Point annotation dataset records
------------------------------------------------------------------------

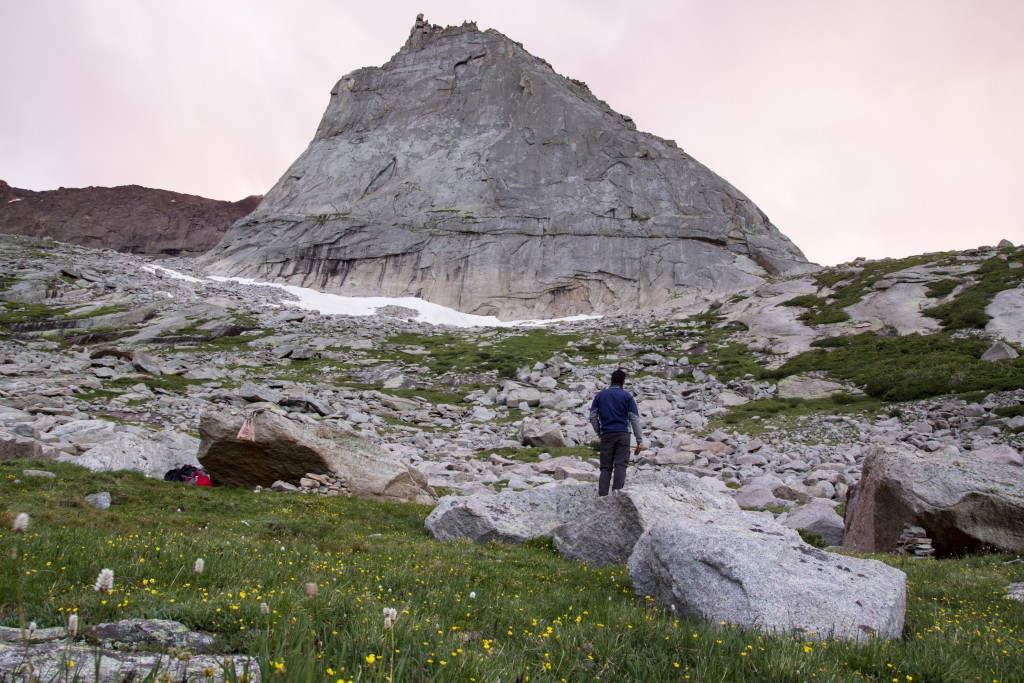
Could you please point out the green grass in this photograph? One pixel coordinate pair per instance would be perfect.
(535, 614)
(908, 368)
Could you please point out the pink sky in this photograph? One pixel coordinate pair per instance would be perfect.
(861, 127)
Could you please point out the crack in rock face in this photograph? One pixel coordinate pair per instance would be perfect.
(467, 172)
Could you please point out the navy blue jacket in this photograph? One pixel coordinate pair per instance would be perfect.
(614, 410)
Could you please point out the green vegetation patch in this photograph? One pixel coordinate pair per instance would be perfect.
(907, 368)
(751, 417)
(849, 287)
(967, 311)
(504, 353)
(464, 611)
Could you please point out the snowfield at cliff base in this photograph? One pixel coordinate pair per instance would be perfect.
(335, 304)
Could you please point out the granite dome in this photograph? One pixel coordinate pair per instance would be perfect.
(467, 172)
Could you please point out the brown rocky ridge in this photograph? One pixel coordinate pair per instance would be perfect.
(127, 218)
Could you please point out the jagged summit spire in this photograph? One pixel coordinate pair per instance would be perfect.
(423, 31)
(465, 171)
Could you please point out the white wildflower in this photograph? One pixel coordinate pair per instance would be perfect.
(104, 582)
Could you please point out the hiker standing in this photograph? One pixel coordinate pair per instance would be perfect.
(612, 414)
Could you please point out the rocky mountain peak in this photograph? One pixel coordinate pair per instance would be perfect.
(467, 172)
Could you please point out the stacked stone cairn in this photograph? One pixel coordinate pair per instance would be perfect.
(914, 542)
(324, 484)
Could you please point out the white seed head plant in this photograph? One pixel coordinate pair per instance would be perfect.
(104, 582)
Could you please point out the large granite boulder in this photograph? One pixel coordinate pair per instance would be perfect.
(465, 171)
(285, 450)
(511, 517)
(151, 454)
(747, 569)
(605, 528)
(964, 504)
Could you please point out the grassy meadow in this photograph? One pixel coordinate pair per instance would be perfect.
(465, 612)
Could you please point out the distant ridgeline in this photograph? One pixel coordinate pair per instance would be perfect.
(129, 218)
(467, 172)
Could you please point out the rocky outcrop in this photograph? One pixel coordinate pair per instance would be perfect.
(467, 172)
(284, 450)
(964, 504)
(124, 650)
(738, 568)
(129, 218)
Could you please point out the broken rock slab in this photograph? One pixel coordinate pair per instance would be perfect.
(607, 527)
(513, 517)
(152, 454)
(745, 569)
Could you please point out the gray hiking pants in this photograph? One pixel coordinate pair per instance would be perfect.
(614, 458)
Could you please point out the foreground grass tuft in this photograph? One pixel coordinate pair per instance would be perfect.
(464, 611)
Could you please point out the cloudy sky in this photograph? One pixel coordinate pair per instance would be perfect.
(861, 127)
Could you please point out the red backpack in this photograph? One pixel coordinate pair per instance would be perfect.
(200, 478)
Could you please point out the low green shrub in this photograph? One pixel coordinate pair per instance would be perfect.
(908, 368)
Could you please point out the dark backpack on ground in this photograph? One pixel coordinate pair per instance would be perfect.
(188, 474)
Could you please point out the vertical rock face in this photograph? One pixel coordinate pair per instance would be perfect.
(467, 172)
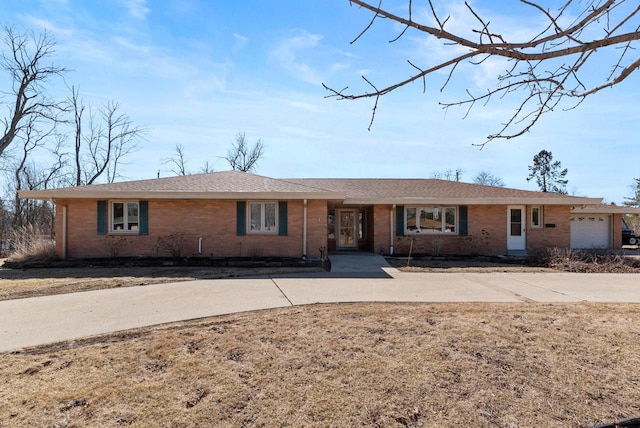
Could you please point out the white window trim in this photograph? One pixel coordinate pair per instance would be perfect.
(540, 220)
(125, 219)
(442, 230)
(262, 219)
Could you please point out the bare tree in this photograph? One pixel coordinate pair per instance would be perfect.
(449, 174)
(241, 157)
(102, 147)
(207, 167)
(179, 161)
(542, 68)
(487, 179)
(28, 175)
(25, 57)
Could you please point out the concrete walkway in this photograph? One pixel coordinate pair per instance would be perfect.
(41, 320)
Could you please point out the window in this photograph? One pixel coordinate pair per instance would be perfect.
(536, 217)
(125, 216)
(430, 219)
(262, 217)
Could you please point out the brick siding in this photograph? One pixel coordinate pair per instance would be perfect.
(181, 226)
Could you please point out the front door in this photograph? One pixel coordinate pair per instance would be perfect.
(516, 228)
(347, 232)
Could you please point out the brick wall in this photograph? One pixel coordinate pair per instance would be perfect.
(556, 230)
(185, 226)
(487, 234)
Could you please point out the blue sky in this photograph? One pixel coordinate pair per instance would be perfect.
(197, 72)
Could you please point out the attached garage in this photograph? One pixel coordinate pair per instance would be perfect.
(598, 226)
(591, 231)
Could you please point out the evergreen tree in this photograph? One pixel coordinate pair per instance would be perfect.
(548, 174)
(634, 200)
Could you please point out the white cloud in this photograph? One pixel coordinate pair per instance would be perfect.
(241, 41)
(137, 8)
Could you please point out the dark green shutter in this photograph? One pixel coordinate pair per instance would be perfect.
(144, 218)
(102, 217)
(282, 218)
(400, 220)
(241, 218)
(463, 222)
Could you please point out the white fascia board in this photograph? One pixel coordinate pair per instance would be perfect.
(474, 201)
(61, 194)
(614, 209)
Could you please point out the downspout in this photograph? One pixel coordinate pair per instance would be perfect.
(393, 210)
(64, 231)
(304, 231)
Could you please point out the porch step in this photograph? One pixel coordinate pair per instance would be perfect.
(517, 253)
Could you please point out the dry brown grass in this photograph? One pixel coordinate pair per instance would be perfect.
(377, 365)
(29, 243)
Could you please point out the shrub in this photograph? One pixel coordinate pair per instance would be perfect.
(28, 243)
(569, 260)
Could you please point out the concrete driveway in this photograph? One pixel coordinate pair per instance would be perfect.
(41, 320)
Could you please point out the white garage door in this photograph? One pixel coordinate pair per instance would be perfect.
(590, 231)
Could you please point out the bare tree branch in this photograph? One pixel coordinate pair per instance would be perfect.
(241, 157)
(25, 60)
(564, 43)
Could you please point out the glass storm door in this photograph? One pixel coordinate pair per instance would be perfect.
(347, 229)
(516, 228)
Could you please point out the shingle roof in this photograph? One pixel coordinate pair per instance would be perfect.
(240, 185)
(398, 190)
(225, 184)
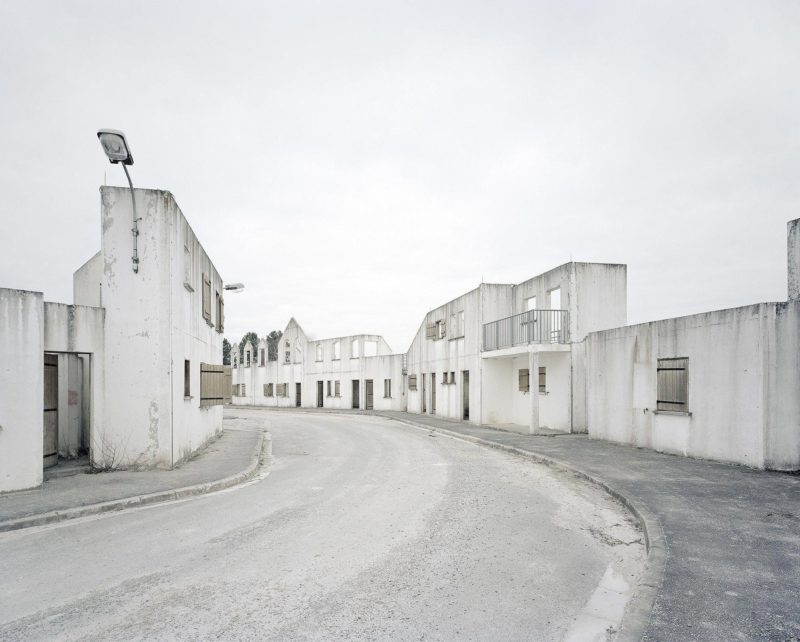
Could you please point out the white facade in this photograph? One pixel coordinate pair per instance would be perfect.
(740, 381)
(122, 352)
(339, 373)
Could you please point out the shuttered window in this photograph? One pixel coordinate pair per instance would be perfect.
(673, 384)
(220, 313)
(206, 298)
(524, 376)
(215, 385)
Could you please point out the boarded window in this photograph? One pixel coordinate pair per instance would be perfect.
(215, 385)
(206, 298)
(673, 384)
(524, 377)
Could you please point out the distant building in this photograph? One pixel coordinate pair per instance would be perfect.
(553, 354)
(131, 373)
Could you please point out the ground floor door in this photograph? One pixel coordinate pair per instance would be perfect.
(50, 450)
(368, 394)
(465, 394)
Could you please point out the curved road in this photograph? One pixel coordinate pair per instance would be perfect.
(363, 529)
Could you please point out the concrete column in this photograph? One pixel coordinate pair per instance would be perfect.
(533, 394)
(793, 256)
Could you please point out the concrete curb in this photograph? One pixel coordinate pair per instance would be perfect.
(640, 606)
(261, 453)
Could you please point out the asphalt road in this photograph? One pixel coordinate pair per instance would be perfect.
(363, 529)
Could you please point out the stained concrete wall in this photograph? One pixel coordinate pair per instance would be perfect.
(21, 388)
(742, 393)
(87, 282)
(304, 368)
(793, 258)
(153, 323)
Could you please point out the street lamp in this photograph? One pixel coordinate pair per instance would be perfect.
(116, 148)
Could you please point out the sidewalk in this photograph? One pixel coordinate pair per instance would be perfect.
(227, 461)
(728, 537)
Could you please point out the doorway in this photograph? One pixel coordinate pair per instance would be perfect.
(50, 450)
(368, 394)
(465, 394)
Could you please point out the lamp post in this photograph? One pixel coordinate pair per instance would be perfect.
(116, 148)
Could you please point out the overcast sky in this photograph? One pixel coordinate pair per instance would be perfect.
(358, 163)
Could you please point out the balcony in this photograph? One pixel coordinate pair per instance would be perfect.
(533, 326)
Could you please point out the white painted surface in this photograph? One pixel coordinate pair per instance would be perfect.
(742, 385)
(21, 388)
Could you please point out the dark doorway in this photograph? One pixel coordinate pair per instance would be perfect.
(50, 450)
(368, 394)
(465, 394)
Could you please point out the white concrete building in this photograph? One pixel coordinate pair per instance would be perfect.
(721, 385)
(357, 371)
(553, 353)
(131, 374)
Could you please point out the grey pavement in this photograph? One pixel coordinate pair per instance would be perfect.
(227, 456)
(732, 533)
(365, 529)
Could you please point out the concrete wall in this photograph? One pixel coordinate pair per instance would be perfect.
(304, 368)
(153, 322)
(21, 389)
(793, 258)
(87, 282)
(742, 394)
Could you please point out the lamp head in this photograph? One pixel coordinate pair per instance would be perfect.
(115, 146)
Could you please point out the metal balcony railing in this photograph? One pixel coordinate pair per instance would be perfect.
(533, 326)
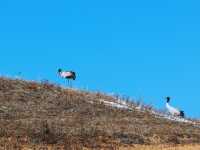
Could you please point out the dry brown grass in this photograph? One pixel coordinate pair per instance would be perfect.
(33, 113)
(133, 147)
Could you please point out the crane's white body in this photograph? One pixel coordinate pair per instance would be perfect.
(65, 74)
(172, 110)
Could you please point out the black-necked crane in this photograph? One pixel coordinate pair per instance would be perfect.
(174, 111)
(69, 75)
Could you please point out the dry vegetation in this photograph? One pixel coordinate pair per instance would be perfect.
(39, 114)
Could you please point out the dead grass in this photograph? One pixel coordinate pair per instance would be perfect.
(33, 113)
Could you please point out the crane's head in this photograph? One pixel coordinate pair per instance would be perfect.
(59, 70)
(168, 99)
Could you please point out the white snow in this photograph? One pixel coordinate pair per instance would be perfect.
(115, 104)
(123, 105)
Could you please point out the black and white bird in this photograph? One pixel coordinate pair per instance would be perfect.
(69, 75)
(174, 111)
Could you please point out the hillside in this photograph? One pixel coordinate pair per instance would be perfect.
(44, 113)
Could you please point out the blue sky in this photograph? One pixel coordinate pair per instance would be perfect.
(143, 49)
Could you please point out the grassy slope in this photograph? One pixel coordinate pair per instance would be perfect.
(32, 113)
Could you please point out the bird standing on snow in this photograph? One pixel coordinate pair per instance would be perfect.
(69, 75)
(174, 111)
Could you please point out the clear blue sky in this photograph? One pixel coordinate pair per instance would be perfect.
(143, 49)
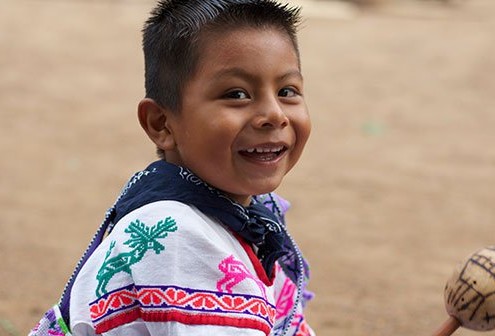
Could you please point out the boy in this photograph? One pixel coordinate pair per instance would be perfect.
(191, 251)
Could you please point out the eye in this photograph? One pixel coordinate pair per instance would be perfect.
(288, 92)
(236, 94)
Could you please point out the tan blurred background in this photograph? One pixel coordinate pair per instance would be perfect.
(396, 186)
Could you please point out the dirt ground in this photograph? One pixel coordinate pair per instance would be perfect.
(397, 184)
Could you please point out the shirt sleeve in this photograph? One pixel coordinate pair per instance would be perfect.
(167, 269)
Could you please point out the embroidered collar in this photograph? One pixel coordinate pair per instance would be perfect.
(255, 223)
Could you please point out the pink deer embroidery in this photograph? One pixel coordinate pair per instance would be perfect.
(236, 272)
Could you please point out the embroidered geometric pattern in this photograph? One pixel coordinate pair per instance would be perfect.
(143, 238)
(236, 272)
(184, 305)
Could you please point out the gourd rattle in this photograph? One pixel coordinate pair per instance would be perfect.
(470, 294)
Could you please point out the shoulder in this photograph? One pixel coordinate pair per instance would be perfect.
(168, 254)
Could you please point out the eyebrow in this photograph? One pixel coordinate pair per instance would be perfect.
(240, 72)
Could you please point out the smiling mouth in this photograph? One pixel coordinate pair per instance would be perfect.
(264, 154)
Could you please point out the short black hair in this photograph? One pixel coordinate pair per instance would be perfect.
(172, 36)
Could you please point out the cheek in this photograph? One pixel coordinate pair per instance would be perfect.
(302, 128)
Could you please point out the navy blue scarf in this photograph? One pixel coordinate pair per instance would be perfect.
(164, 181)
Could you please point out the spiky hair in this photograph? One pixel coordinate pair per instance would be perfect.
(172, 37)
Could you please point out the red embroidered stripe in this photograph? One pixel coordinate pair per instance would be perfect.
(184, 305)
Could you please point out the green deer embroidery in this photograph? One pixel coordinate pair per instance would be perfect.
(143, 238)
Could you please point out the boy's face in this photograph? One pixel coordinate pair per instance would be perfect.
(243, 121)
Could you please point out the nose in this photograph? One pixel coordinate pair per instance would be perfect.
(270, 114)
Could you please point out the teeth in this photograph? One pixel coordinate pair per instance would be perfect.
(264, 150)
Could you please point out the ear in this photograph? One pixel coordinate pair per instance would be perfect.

------------------------------------------------------------------------

Set down, unchanged, the line that contains "Could you please point out the spiky" together with every later line in the records, through the last one.

▶ **THE COMPLETED TASK**:
Could you please point out the spiky hair in this photograph? One pixel coordinate pair per instance would be perfect.
(172, 37)
Could you please point out the red embroidered stripe in this photograph? One pixel coordinate pair per instance would be perfect.
(184, 305)
Could you please point out the green deer embroidery in this photograph? One pixel coordinate pair per instance would be perfect.
(143, 238)
Could you please point out the boy's face in this photograph? One pixel coordinate pair per instance would be perfect.
(243, 121)
Could you please point out the nose in this photograph? One pixel coordinate pair per instance would be perfect.
(270, 114)
Could you please point out the teeth in this photograph? One pixel coordinate pair per instance would be perfect.
(264, 150)
Could you please point out the ear in this photograph? One pixel coordinate pair per instance would be perfect.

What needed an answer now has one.